TASK PROMPT ▸ Copy the stretch of the records from the line containing "Put a point on every instance of the white countertop;" through the line containing "<point>307,169</point>", both ends included, without changing anything.
[INFORMATION SHOWN start]
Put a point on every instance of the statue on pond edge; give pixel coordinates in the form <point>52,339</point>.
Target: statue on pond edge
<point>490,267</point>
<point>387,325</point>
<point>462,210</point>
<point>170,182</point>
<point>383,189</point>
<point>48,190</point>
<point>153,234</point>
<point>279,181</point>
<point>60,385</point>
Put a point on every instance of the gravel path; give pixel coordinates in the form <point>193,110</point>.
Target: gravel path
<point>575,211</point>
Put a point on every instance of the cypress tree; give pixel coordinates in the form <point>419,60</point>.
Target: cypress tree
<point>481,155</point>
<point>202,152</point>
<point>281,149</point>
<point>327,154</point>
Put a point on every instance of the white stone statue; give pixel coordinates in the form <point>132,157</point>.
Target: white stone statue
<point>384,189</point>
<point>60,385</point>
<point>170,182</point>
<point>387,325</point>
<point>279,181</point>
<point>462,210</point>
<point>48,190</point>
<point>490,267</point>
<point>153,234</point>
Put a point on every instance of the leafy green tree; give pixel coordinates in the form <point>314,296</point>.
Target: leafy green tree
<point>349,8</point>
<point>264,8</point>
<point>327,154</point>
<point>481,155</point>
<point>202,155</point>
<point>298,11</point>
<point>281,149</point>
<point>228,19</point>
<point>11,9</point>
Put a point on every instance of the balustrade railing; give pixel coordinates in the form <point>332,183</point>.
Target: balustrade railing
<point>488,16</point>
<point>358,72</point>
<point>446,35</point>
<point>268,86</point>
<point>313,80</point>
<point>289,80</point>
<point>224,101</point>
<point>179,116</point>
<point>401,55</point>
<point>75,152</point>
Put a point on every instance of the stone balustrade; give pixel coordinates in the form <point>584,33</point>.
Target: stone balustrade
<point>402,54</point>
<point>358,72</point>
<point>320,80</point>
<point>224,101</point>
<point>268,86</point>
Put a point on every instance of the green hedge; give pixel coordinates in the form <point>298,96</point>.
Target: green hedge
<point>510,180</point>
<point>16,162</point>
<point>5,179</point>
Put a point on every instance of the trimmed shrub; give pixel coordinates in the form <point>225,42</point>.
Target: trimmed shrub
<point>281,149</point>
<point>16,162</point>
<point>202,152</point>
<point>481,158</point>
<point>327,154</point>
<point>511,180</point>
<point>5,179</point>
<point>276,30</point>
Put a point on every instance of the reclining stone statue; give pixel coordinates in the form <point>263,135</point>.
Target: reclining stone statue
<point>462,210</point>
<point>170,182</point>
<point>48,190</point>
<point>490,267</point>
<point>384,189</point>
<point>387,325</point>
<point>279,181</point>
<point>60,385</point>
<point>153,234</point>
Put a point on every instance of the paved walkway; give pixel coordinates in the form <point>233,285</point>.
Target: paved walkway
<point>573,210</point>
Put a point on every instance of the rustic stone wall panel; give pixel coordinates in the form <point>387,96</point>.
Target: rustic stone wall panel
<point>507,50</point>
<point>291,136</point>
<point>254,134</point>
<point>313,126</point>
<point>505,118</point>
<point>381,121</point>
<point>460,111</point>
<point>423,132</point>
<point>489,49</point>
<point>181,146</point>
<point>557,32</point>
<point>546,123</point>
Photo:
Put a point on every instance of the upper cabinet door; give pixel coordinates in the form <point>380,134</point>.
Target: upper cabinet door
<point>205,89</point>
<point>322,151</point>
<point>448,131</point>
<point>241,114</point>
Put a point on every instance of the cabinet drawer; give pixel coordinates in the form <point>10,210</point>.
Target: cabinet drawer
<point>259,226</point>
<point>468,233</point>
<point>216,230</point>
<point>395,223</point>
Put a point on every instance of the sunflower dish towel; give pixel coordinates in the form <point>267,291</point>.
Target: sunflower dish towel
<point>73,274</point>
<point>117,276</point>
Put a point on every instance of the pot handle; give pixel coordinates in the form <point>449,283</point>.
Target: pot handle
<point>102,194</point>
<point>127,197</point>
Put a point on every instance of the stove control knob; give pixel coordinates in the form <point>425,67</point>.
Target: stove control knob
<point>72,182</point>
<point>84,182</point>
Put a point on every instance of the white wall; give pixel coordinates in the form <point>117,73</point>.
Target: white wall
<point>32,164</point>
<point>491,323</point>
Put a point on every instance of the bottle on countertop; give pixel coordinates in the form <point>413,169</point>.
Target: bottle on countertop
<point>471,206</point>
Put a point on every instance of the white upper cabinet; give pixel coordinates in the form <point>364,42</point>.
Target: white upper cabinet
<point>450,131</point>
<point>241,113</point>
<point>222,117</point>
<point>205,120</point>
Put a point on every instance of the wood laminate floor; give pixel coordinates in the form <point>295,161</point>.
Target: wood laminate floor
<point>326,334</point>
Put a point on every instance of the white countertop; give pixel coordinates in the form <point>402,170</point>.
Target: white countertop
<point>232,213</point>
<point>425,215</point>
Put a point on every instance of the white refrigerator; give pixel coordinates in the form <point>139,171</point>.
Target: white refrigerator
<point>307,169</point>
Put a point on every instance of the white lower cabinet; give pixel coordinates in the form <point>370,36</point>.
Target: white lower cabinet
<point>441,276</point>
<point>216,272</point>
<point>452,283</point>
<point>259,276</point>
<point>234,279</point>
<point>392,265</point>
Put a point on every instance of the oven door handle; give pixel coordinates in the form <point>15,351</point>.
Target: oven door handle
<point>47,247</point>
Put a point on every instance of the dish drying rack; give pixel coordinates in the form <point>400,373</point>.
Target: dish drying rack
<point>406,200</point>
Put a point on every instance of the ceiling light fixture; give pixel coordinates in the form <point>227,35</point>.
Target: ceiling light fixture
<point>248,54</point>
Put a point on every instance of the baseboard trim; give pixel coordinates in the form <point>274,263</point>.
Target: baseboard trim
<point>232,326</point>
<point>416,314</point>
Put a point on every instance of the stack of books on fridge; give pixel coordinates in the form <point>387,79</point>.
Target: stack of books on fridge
[INFORMATION SHOWN end]
COMPLETED EXERCISE ▸
Put a point on every instance of the white countertop; give pixel coordinates in the form <point>402,170</point>.
Target: white countertop
<point>232,213</point>
<point>425,215</point>
Put a point on every instance of the white refrigerator; give pixel coordinates in the form <point>139,171</point>.
Target: white refrigerator
<point>307,169</point>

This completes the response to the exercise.